Задание A:
Выберите в записях все строки, где встречается слово «windshield».

Страница 64 из 68
В последующие дни Канарис большей частью находится в Эйхе. Нужно было навострить слух, чтобы услышать, что намерено предпринять гестапо. В том, что ему угрожает крайняя опасность, он ни минуты не сомневался, но, как всегда в случае опасности, он в наилучшей форме — духовной и физической. Усталости и пессимизма как не бывало. 22 июля ему повстречался в Эйхе бывший подчиненный, офицер разведки, который довольно хорошо был осведомлен о его роли в оппозиции и который сам находился в том же лагере. Канарис поприветствовал его, не пускаясь в разговор в интересах их обоих, потому что можно было предполагать, что за каждым его шагом следили. Он только коротко сказал: «Да, мой дорогой, так, конечно, нельзя делать! Позвони мне завтра».

Задание B:
Продолжите текст о Канарисе, начав сразу после его последнего предложения.

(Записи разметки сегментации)

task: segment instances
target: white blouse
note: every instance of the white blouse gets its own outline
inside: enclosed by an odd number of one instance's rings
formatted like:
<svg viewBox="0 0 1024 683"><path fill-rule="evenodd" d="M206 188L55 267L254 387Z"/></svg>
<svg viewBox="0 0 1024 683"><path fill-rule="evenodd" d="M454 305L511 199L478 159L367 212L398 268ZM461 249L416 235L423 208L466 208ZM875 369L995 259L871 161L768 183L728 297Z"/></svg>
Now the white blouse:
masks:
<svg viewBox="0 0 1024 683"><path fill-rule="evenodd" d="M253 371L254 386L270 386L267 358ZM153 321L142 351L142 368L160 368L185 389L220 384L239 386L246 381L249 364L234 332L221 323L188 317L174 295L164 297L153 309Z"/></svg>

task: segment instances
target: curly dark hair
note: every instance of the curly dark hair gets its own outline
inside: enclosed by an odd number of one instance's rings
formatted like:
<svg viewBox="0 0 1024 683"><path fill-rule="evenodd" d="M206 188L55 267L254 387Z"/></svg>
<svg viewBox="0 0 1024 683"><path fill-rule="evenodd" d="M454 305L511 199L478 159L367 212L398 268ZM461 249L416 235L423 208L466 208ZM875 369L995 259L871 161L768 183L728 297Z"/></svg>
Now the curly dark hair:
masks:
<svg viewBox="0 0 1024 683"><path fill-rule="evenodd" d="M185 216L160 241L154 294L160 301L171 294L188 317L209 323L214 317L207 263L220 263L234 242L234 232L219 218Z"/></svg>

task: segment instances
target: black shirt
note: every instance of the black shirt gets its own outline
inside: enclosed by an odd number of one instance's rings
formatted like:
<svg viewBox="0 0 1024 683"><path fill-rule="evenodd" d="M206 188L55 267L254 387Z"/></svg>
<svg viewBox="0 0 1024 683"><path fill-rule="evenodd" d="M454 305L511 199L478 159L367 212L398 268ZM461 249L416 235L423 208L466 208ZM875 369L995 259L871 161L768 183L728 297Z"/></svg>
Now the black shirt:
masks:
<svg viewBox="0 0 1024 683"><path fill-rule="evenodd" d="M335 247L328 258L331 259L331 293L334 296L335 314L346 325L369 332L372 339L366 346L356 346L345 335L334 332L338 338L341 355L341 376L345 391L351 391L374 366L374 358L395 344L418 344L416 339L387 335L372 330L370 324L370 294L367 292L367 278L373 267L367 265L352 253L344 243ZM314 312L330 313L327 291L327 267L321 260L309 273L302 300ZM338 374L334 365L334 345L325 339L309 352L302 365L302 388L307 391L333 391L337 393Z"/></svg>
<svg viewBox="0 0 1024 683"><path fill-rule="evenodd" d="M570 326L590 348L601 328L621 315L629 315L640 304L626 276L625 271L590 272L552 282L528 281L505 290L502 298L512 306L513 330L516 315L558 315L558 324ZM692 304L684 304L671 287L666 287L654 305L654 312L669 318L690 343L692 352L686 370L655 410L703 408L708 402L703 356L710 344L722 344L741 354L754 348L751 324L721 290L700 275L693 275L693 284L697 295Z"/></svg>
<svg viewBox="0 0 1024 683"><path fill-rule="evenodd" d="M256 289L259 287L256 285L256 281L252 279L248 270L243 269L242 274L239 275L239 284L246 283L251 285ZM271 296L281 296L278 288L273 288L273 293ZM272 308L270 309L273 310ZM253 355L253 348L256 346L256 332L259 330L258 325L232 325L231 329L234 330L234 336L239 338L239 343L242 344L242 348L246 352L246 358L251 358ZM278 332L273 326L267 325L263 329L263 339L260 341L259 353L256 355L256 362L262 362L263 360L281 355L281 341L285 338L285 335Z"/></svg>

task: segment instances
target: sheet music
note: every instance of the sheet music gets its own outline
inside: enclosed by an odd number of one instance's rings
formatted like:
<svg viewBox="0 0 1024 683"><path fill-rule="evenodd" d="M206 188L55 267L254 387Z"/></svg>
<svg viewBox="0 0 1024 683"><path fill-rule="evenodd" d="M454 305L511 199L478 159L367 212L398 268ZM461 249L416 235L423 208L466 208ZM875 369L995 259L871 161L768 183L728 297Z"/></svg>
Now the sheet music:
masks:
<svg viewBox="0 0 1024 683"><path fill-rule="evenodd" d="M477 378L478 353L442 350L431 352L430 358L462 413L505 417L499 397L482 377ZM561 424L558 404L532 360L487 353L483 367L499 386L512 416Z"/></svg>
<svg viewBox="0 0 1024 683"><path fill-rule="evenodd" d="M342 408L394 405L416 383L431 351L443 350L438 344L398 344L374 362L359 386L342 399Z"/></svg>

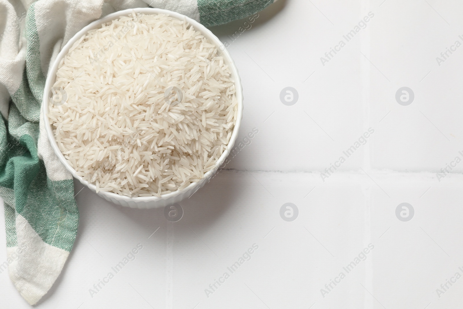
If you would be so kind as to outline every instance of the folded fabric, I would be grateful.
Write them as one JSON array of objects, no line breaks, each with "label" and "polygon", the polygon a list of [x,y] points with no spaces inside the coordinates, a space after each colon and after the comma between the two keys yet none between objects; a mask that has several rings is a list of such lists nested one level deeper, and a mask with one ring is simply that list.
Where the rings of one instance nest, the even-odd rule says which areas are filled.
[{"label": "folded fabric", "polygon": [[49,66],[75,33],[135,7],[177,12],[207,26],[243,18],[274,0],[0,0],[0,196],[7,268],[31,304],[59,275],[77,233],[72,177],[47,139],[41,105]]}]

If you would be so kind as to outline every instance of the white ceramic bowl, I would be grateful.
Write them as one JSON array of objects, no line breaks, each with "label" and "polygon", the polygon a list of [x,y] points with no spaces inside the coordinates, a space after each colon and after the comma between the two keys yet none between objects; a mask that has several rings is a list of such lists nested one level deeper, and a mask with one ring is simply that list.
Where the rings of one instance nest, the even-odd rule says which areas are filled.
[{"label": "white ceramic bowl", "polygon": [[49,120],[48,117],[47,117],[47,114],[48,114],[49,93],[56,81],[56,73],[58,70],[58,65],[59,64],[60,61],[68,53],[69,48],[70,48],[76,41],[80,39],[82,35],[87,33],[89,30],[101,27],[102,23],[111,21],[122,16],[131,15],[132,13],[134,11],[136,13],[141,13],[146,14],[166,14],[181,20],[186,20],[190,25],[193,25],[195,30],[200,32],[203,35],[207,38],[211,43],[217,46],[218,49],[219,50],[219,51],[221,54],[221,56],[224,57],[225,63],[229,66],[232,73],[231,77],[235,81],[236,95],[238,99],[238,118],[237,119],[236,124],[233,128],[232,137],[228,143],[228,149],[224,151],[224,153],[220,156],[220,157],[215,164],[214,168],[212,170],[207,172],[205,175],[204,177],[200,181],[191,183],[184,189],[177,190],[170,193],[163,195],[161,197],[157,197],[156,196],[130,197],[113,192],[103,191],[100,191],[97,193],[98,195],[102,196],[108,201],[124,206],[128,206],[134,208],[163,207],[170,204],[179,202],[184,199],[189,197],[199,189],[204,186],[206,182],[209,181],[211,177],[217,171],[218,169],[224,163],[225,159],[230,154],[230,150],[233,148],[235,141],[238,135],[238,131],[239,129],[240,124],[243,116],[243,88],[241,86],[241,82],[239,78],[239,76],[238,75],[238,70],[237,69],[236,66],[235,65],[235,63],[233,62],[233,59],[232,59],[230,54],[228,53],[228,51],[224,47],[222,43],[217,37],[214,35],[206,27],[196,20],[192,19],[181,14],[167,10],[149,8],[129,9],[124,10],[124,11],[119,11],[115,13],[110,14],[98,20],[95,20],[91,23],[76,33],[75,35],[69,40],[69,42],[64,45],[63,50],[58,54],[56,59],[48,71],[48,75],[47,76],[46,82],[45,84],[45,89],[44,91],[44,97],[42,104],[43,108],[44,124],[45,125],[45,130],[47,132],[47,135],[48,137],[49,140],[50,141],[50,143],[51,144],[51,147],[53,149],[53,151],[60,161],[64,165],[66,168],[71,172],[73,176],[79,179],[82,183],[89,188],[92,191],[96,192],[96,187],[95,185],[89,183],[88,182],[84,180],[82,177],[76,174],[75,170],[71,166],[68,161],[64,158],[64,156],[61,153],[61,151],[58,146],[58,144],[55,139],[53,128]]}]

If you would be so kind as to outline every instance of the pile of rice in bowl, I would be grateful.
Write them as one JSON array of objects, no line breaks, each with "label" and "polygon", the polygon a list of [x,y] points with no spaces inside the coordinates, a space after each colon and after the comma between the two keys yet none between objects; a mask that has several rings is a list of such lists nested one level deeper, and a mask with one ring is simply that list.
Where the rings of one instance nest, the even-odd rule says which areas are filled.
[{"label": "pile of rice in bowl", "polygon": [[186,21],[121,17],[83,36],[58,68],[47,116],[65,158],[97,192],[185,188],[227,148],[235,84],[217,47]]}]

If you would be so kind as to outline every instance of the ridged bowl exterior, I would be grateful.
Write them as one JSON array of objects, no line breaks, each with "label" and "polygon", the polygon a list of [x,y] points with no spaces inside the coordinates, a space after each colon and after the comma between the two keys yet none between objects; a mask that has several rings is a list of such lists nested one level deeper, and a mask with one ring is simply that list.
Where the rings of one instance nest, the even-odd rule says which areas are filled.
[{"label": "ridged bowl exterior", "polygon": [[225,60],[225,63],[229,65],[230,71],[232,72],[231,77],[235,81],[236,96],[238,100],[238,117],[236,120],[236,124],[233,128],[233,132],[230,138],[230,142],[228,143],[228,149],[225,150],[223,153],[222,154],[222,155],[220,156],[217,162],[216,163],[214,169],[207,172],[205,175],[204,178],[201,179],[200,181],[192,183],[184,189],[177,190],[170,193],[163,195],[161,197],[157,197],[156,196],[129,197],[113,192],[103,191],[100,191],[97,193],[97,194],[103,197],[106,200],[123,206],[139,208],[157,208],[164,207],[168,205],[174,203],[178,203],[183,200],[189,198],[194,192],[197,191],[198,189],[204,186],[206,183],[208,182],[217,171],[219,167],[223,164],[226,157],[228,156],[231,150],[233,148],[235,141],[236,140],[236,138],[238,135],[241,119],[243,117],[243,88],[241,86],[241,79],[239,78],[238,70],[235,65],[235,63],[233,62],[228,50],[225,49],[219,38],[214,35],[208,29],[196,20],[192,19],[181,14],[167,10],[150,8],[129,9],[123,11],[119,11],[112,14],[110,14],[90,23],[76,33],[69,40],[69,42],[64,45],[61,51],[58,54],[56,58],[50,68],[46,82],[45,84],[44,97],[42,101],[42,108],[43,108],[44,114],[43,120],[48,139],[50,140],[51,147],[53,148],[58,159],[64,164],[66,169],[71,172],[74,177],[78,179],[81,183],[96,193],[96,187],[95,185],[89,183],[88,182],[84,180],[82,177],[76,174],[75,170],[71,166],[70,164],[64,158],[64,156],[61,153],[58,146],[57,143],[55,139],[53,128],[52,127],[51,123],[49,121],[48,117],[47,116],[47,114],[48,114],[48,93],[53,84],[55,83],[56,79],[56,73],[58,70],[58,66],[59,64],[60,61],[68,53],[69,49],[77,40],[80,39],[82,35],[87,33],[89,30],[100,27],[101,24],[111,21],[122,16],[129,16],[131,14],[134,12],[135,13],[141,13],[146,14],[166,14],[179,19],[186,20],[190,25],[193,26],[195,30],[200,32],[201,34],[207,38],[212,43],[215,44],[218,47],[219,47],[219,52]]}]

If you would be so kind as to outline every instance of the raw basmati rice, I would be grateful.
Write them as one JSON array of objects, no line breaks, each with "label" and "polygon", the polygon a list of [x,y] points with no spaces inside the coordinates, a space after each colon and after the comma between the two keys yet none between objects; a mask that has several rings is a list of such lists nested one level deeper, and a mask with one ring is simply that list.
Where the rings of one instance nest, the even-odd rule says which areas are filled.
--
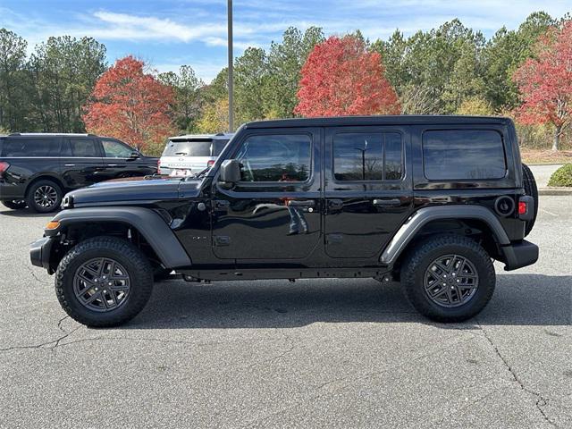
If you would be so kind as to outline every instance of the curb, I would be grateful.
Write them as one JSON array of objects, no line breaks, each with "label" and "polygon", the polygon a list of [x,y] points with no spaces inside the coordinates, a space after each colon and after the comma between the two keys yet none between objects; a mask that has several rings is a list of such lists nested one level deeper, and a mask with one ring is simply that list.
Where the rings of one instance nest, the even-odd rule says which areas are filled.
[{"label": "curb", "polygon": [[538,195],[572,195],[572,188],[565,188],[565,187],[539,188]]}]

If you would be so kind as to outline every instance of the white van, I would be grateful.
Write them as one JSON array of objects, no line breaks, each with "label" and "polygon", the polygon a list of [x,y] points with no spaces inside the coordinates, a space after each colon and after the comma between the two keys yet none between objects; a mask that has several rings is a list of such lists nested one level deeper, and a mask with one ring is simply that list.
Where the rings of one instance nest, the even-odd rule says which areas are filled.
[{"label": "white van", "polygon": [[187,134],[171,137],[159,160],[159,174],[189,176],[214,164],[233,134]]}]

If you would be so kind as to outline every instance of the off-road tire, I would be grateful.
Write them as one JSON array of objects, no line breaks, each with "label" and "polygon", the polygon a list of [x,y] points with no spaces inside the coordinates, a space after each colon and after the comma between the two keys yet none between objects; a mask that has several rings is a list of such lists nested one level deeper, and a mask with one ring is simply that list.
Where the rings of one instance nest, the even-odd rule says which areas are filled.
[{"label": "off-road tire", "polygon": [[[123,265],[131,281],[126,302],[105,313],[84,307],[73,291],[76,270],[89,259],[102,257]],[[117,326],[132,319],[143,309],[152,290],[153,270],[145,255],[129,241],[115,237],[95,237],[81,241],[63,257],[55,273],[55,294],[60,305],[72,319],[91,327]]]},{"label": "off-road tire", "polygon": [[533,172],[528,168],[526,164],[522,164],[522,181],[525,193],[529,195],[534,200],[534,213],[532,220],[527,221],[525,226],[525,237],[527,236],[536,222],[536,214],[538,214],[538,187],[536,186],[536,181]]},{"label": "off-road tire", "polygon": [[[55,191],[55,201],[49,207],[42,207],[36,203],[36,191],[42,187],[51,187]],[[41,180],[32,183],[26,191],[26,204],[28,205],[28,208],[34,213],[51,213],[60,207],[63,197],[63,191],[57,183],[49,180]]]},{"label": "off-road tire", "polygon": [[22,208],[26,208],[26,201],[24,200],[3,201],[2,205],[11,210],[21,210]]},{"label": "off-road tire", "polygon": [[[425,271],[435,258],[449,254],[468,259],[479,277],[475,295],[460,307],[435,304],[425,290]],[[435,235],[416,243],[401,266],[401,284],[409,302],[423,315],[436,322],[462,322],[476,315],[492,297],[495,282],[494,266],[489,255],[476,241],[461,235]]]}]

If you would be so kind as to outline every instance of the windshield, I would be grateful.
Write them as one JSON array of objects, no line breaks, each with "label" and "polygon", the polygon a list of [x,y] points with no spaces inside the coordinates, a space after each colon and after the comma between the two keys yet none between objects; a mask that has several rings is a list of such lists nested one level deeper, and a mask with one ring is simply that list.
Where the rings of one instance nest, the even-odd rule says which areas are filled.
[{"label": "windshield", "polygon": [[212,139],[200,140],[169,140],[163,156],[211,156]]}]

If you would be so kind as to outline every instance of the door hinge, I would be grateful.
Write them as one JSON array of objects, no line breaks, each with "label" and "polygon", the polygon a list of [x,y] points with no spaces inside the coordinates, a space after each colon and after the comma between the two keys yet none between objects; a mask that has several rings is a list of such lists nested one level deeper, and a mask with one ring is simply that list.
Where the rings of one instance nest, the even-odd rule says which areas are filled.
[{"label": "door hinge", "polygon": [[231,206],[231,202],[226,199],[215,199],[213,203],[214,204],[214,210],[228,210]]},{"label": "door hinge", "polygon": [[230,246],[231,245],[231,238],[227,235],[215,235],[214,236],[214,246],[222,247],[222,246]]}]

Результат A:
If you would be so kind as to outline every instance of the windshield, I would be grateful.
[{"label": "windshield", "polygon": [[212,139],[200,140],[169,140],[163,156],[211,156]]}]

Результат B:
Следующим днем было воскресенье. Когда этот офицер попытался в понедельник дозвониться Канарису в его личную квартиру, он не получил никакого ответа. Канарис был уже арестован. А через один-два дня арестовали и его. Арест Канариса произошел в воскресенье, 23 июля, во второй половине дня, в Шлахтензее. Не кто иной, как сам господин штандартенфюрер Шелленберг лично приехал, чтобы забрать адмирала. У Канариса были в гостях друзья, его родственник Эрвин Дельбрюк (не следует путать с упоминавшимся ранее сотрудником Остера Юстусом Дельбрюком) и барон Каульбарс. «Дядя May», который сидел с ними тоже, в этот момент ушел в свой дом, стоящий по соседству, чтобы немного поиграть на пианино. Он услышал, как подъехала машина и увидел, как Шелленберг уехал с Канарисом. Дорога вела на Принц-Альбрехтштрассе. Началось долгое и мучительное время заключения и допросов.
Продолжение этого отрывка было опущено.